*Text segment*:
= = = = = = =

This distinction is important because:
- As noted in TMC's results (Table 1), AUROC for label prediction consistently shows high scores (95%) even when accuracy is modest (67.74% on Scene15, 65.26% on HMDB), suggesting limited discriminative value
- Subsequent works (ECML, CCML, TMNR) have consequently abandoned this usage
- Our application evaluates a fundamentally different capability: the model's ability to identify unreliable predictions through uncertainty scoring.
-
Writing logic: We appreciate the suggestions regarding paper organization. While we will carefully consider these recommendations for future work, we believe the current structure most effectively presents our technical contributions and results.
-
Wording improvements: We thank the reviewer for their thoughtful suggestions on phrasing and will incorporate appropriate refinements while maintaining the paper's technical precision.

= = = = = = =

[Dataset excerpts on pointing at objects]
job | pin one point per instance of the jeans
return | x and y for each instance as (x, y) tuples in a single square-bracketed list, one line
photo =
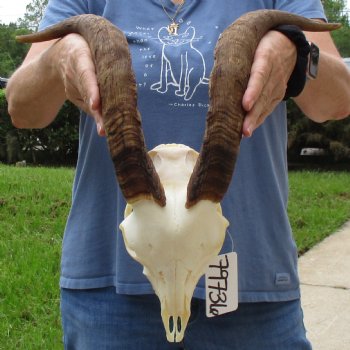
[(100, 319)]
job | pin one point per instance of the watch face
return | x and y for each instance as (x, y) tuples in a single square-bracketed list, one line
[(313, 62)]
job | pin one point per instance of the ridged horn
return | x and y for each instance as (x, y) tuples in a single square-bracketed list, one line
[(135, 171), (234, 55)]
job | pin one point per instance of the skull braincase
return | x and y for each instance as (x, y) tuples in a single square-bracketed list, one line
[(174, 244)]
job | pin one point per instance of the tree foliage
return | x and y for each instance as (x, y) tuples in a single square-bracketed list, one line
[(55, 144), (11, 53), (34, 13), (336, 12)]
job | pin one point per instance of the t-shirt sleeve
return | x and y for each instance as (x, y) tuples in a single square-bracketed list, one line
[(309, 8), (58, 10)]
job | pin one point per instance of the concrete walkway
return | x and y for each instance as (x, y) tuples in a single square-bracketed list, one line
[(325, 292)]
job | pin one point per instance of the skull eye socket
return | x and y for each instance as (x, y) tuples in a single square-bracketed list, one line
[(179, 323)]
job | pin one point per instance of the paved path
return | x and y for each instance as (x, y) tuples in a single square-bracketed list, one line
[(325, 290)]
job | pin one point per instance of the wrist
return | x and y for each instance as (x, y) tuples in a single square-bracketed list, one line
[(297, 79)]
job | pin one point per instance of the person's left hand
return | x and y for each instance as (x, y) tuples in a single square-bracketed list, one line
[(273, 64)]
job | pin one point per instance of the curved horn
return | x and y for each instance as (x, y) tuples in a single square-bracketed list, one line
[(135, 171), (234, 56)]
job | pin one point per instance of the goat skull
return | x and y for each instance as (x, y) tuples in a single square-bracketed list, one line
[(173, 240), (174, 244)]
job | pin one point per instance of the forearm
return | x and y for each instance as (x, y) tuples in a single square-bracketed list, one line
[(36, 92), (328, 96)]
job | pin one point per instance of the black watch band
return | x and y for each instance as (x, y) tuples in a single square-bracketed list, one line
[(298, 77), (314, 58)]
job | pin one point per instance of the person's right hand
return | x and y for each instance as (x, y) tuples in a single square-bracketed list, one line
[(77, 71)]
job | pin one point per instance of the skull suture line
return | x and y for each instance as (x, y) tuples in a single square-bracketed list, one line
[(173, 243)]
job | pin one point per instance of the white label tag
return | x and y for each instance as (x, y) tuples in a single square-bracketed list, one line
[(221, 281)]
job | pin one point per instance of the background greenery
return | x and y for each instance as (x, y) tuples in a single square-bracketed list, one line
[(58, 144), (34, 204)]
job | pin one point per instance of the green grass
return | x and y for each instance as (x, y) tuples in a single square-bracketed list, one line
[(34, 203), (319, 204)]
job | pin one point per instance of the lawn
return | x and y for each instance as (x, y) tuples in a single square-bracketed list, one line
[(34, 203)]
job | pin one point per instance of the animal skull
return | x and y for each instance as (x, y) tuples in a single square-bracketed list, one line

= = = = = = =

*To be done*: Write out the portion of the reviewer response starting with "This distinction is" and going on through "contributions and results.", word for word.

*Exercise output*:
This distinction is important because:
- As noted in TMC's results (Table 1), AUROC for label prediction consistently shows high scores (95%) even when accuracy is modest (67.74% on Scene15, 65.26% on HMDB), suggesting limited discriminative value
- Subsequent works (ECML, CCML, TMNR) have consequently abandoned this usage
- Our application evaluates a fundamentally different capability: the model's ability to identify unreliable predictions through uncertainty scoring.
-
Writing logic: We appreciate the suggestions regarding paper organization. While we will carefully consider these recommendations for future work, we believe the current structure most effectively presents our technical contributions and results.